» REQUIREMENT:
Copy the entries character for character.
--
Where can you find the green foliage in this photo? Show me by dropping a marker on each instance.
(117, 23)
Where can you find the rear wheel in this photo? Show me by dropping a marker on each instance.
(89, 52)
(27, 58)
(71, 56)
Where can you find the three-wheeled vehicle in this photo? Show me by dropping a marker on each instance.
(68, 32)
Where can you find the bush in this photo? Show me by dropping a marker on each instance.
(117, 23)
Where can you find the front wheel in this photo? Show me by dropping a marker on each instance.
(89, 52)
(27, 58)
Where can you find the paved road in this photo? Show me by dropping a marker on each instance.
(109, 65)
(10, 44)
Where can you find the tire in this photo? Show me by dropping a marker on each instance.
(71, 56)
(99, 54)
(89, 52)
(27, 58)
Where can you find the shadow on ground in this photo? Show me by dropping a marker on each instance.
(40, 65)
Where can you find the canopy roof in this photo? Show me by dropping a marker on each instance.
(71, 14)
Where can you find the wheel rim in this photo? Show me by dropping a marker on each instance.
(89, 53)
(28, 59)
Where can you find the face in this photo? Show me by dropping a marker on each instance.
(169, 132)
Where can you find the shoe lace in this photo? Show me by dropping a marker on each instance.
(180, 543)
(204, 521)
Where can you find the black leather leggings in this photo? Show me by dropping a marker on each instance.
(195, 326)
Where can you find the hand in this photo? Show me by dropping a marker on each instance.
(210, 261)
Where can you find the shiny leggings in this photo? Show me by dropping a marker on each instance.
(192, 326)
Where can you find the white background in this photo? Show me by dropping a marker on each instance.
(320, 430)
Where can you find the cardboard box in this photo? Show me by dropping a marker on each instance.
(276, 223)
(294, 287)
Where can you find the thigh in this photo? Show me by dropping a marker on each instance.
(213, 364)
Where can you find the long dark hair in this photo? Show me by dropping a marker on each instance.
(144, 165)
--
» ANSWER TO THIS EXERCISE:
Where can you find the green foliage in this photo? Show me by dropping a marker on each instance.
(117, 23)
Where can you find the rear wheel in this photo? Show me by dropping a marker on each instance.
(89, 52)
(27, 58)
(71, 56)
Where can you find the three-wheeled vehicle in this photo? Show me by dropping a marker on each instance.
(68, 32)
Where can you find the bush in this photo? Show me by dropping a marker on each instance.
(117, 23)
Where can you find the front wheel in this photo? Show me by dropping a marker on each instance.
(89, 52)
(27, 58)
Where can you find the paved road in this photo? Show me by dropping a marker on each instance.
(109, 65)
(10, 44)
Where can you find the tire in this photo? Show me by dropping a marker on each instance.
(71, 56)
(99, 54)
(89, 52)
(27, 58)
Where can you find the shadow on ground in this photo? Show me by dropping a marker on each instance.
(40, 65)
Where can you find the canopy roof in this photo? Show me by dropping a marker on each instance.
(71, 14)
Where can you find the wheel rim in this photo? Show me by dropping a marker on each instance.
(89, 53)
(28, 59)
Where can you find the face in this photo? Show me by dropping a marker on each instance.
(169, 132)
Where can you find the shoe lace in this photo? Show me by dropping a marker on each instance.
(180, 543)
(204, 521)
Where can you find the black leather leggings in this photo? Show me by dropping a marker on each instance.
(195, 326)
Where can you find the hand in this photo? Show me by dropping a marker on each instance.
(210, 261)
Where can you find the shiny leggings in this photo? Show me by dropping a marker on each instance.
(192, 326)
Where can you find the white background in this photo? Show me by dropping a marker on each instance.
(320, 430)
Where can you find the cardboard box in this photo? Show me by dropping a marker on each instance.
(276, 223)
(294, 287)
Where can you find the thigh in this photo? Show me by dropping a marker on each instance.
(213, 364)
Where can you find the long dark hair in this photo? Show me by dropping a marker on each instance.
(144, 165)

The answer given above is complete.